EXERCISE DIRECTIONS ▸ Report the number of lines below in which the word "forest" occurs. Nothing else is needed.

RECORD EXCERPTS ▸
━━━━━━━━━━

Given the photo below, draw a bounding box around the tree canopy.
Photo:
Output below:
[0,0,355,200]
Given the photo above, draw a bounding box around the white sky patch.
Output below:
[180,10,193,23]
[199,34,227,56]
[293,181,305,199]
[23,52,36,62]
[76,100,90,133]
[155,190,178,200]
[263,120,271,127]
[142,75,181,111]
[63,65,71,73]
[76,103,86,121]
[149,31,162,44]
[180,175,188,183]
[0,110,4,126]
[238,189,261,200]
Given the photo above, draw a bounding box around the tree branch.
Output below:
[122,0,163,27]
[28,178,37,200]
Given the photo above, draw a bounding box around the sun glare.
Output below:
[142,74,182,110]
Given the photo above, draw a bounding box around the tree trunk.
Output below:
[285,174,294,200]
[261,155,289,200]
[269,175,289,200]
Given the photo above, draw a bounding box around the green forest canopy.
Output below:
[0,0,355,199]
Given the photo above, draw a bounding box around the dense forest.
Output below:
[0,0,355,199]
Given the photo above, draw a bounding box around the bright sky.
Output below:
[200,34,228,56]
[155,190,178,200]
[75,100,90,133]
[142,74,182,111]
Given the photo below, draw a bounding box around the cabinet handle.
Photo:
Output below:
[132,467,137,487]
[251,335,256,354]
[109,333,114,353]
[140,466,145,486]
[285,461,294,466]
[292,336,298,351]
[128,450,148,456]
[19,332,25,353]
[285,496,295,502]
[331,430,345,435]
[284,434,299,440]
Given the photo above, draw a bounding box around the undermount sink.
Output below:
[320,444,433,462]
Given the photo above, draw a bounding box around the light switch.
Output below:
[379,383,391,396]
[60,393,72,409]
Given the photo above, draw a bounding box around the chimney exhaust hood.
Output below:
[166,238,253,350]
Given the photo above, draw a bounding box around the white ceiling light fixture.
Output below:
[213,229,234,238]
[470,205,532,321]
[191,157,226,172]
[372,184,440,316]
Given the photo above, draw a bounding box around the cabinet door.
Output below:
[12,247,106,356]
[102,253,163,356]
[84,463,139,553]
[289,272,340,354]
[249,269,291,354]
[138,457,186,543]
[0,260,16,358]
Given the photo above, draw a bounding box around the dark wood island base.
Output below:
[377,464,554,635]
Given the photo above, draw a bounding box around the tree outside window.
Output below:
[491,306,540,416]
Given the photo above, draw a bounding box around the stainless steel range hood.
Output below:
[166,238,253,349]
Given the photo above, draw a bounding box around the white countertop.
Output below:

━━━━━━━━━━

RESPONSE TO THE EXERCISE ▸ 2